* START ROWS *
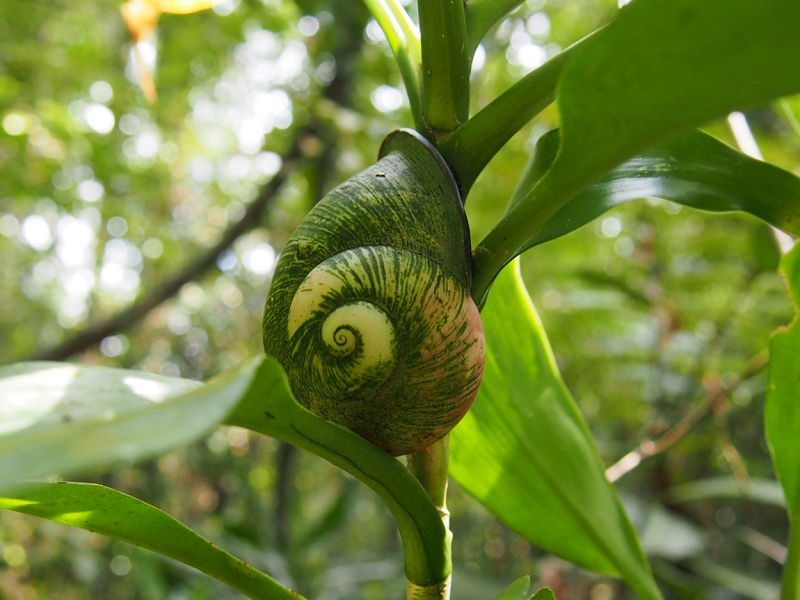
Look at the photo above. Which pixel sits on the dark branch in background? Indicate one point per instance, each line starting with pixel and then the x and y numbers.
pixel 650 447
pixel 127 317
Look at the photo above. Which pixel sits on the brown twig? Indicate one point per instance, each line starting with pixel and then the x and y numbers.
pixel 127 317
pixel 648 448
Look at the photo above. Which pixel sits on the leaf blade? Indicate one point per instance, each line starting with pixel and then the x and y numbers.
pixel 695 170
pixel 782 421
pixel 54 416
pixel 104 510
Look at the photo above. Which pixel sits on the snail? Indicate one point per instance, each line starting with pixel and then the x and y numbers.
pixel 369 310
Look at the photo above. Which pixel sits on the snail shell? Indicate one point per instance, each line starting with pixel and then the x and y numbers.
pixel 369 310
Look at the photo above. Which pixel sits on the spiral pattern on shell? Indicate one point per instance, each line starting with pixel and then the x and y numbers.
pixel 407 332
pixel 369 311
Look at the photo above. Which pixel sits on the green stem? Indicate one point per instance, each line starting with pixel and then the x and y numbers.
pixel 445 66
pixel 481 17
pixel 430 467
pixel 470 148
pixel 403 39
pixel 791 571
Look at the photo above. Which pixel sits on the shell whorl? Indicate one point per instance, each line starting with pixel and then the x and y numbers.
pixel 369 311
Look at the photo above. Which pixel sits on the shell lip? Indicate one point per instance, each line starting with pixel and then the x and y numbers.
pixel 397 141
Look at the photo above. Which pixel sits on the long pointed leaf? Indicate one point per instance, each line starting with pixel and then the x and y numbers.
pixel 695 170
pixel 524 451
pixel 782 421
pixel 658 70
pixel 103 510
pixel 269 408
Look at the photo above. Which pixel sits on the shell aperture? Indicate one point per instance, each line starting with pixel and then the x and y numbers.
pixel 369 311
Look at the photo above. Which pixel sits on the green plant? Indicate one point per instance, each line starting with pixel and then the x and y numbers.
pixel 629 97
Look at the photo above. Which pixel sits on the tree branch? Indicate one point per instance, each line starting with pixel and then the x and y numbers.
pixel 652 447
pixel 127 317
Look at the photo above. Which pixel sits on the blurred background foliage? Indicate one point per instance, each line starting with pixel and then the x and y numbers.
pixel 658 315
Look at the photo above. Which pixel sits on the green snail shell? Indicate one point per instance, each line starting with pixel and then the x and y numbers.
pixel 369 310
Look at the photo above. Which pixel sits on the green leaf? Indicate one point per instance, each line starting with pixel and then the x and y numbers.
pixel 518 590
pixel 268 407
pixel 756 490
pixel 445 64
pixel 657 71
pixel 481 17
pixel 103 510
pixel 524 451
pixel 60 419
pixel 696 170
pixel 782 421
pixel 544 594
pixel 403 38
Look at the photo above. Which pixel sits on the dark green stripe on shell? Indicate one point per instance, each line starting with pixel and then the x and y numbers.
pixel 369 310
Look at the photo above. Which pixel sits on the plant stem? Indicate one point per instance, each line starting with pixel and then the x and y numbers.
pixel 482 15
pixel 790 589
pixel 445 66
pixel 430 467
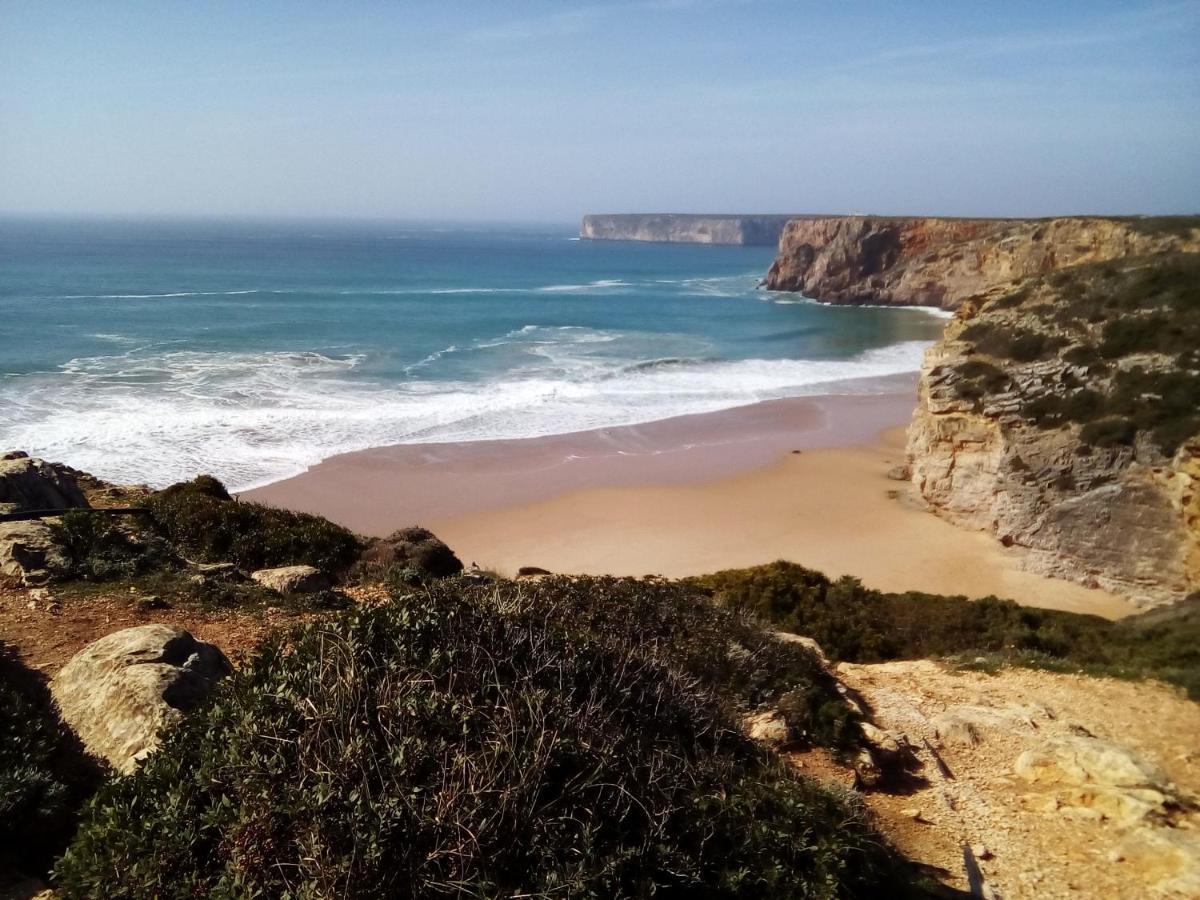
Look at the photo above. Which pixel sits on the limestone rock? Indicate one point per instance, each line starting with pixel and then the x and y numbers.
pixel 682 228
pixel 1123 516
pixel 1097 779
pixel 291 580
pixel 30 484
pixel 409 549
pixel 808 643
pixel 121 691
pixel 769 727
pixel 1081 760
pixel 29 553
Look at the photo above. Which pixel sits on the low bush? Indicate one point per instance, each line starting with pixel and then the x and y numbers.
pixel 483 742
pixel 858 624
pixel 202 522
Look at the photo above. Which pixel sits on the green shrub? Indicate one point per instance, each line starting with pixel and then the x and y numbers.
pixel 202 522
pixel 102 547
pixel 43 774
pixel 857 624
pixel 475 743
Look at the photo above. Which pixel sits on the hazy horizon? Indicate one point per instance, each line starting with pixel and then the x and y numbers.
pixel 540 113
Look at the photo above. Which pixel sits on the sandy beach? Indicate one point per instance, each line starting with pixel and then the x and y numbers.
pixel 688 496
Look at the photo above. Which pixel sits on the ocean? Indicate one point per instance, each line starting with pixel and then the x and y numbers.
pixel 150 352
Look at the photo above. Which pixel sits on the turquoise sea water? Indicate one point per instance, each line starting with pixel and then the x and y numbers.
pixel 154 351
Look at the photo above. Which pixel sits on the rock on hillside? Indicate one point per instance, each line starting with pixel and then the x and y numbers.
pixel 1063 417
pixel 29 553
pixel 119 693
pixel 941 262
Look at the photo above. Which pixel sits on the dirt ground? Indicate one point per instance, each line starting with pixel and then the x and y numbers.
pixel 964 813
pixel 1025 839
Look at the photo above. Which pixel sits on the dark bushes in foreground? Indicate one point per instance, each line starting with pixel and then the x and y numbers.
pixel 486 742
pixel 857 624
pixel 202 522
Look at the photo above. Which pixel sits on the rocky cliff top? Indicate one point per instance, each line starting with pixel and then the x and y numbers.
pixel 942 262
pixel 685 228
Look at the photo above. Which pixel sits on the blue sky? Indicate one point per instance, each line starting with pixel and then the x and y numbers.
pixel 545 111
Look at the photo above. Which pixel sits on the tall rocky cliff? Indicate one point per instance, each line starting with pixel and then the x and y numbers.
pixel 941 262
pixel 681 228
pixel 1063 417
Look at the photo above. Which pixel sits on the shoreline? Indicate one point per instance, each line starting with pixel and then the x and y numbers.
pixel 439 480
pixel 688 496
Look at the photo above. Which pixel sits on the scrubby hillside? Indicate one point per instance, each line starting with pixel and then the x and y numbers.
pixel 579 738
pixel 943 262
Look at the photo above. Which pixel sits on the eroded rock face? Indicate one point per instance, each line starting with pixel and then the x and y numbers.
pixel 31 484
pixel 1097 779
pixel 415 549
pixel 121 691
pixel 291 580
pixel 29 553
pixel 997 443
pixel 681 228
pixel 942 262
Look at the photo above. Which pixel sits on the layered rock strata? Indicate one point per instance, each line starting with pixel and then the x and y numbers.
pixel 681 228
pixel 1063 417
pixel 942 262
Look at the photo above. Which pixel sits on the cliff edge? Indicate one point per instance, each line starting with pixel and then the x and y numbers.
pixel 942 262
pixel 682 228
pixel 1063 417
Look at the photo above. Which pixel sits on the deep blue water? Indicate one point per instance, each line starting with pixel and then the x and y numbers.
pixel 151 351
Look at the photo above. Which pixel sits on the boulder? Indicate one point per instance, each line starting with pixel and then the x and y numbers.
pixel 808 643
pixel 1097 780
pixel 408 549
pixel 121 691
pixel 30 555
pixel 769 727
pixel 1074 760
pixel 291 580
pixel 29 484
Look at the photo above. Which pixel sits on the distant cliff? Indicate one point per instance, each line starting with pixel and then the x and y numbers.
pixel 679 228
pixel 1062 415
pixel 941 262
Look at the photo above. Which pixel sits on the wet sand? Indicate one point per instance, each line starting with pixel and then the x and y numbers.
pixel 687 496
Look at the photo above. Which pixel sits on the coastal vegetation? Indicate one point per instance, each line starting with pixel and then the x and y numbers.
pixel 1133 328
pixel 43 773
pixel 579 737
pixel 858 624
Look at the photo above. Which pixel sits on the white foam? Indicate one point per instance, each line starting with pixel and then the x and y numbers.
pixel 252 418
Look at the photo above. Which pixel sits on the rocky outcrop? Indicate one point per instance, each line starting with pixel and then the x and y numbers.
pixel 942 262
pixel 291 580
pixel 415 549
pixel 681 228
pixel 1063 417
pixel 121 691
pixel 29 484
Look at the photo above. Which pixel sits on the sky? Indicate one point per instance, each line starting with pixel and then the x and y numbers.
pixel 547 111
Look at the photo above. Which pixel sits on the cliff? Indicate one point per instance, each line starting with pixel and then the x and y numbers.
pixel 1063 417
pixel 941 262
pixel 678 228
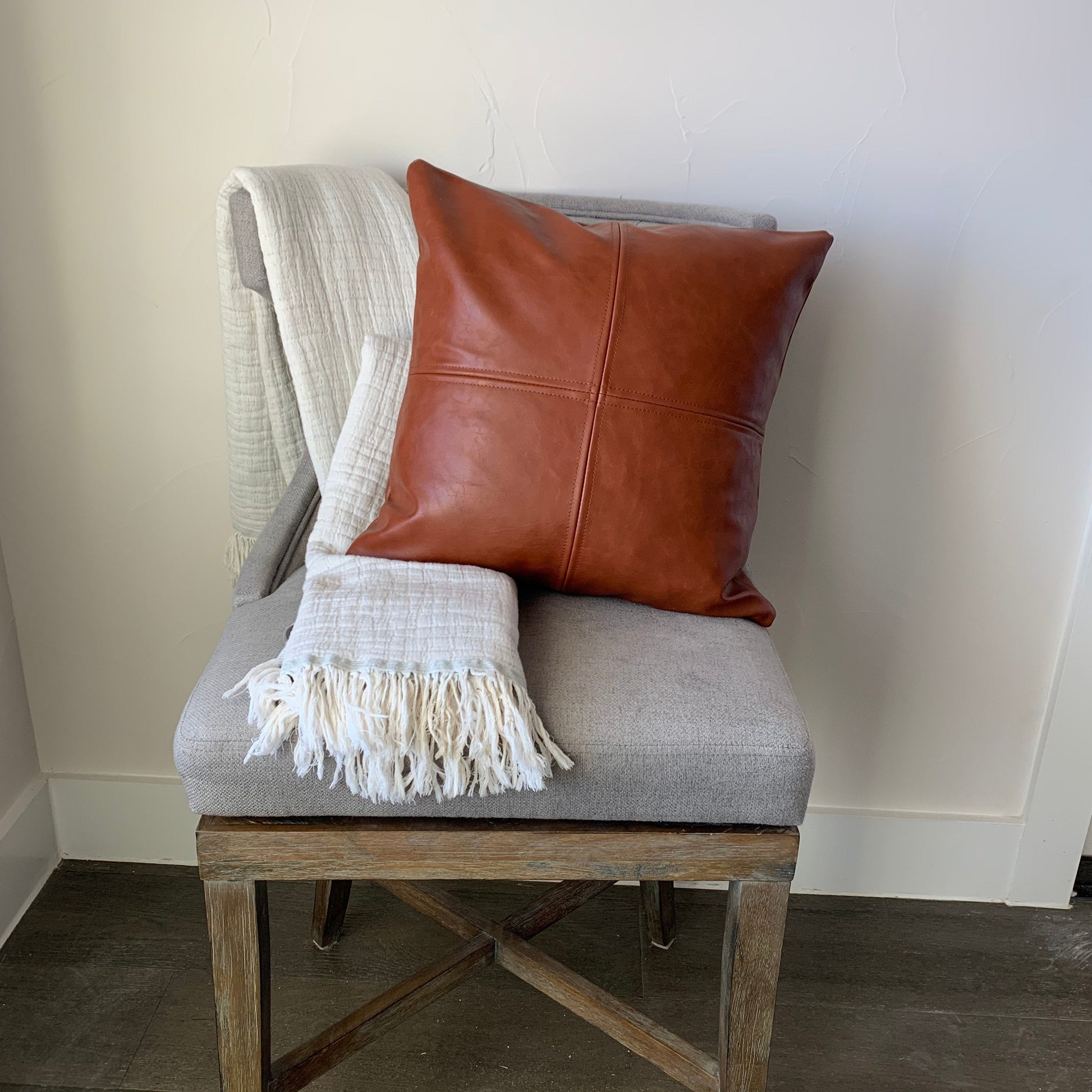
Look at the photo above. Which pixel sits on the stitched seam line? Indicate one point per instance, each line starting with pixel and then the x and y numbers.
pixel 589 427
pixel 696 417
pixel 582 390
pixel 608 399
pixel 504 387
pixel 591 459
pixel 487 374
pixel 683 411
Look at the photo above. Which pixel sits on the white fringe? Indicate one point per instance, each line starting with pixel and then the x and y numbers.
pixel 399 735
pixel 235 554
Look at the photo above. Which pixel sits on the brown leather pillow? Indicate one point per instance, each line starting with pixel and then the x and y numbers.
pixel 586 405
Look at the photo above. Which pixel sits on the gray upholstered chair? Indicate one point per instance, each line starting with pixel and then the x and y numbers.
pixel 697 773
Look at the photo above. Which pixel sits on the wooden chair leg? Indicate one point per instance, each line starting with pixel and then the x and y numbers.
pixel 240 930
pixel 331 901
pixel 750 961
pixel 658 899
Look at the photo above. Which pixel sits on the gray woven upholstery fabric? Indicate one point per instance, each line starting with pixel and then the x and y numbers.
pixel 668 718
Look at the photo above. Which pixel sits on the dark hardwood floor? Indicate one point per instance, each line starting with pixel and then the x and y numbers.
pixel 105 984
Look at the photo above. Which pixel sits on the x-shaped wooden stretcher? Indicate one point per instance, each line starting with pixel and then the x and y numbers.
pixel 504 943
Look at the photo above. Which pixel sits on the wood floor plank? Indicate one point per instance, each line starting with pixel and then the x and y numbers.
pixel 875 995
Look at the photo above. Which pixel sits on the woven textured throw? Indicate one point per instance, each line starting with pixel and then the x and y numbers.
pixel 340 254
pixel 404 676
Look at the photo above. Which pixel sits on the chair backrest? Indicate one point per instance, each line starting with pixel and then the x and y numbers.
pixel 282 547
pixel 585 210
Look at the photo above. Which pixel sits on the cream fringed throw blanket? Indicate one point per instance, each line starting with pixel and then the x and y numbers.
pixel 340 253
pixel 405 676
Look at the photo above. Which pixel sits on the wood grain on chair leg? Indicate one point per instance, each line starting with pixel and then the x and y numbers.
pixel 658 898
pixel 240 932
pixel 331 901
pixel 751 958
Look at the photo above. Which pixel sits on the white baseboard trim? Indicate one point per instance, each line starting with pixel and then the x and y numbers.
pixel 908 856
pixel 27 853
pixel 857 853
pixel 123 819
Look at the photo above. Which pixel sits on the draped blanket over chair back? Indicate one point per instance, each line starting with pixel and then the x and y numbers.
pixel 405 675
pixel 330 257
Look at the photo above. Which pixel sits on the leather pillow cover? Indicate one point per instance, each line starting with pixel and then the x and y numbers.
pixel 586 405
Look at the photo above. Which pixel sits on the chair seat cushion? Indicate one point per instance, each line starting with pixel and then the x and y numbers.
pixel 668 718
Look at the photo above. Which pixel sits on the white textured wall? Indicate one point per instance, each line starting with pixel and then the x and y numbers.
pixel 19 765
pixel 928 470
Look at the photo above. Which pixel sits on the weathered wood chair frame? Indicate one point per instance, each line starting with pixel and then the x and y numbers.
pixel 238 856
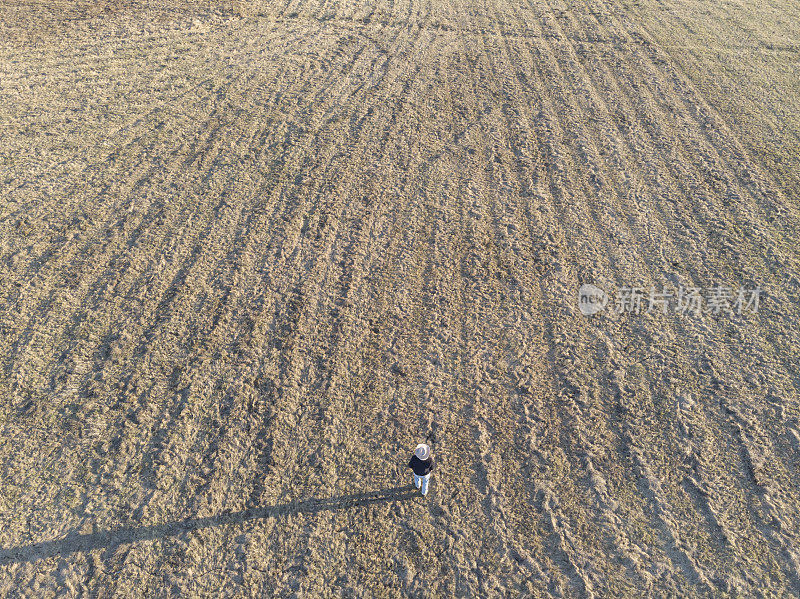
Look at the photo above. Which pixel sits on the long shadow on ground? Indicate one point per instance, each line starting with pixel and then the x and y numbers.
pixel 74 543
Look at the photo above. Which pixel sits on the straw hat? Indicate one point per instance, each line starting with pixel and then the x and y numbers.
pixel 423 452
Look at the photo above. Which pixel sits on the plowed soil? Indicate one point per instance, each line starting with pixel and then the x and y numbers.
pixel 252 254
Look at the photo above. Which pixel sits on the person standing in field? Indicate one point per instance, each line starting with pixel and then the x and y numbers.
pixel 422 465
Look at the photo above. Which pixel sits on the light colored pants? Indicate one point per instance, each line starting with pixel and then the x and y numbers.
pixel 421 482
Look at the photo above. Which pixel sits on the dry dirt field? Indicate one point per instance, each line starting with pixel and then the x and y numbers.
pixel 252 253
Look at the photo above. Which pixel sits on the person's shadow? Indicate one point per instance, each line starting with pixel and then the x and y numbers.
pixel 111 538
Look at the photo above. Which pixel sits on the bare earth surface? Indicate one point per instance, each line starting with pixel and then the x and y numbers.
pixel 250 257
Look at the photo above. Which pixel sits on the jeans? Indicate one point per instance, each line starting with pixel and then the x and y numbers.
pixel 421 482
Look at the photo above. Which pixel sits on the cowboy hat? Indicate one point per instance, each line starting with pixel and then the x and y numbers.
pixel 422 451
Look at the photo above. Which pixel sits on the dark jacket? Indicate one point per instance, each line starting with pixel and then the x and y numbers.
pixel 421 467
* END ROWS *
YOUR GOAL: Reproduce the part that opens with the line containing "the white baseboard" and closes with the line containing "pixel 928 470", swapping "blanket" for "throw" and keeping everything else the same.

RESPONSE:
Look at the photo above. Which pixel sits on the white baseboard trim? Indicate one point per instance, each line starting with pixel and then the x and y numbers.
pixel 908 856
pixel 27 853
pixel 857 853
pixel 123 819
Look at the photo above. Which pixel sits on the draped throw over chair back? Indicate one point per instance, each line starting with pixel and then the x and y numbers.
pixel 405 675
pixel 330 257
Look at the photo above. Which pixel sits on the leather pillow cover? Indicate one point per instance, each line starting with pixel and then the x and y numbers.
pixel 586 405
Look at the photo above. Which pixel sits on the chair seat cushion? Indicate one point per instance, each line starting with pixel and then the x and y numbers.
pixel 668 718
Look at the photo above. Which pixel sits on the white textured wall? Indicate one point per instance, each line starting with pixel and then the x and y numbers.
pixel 19 765
pixel 928 470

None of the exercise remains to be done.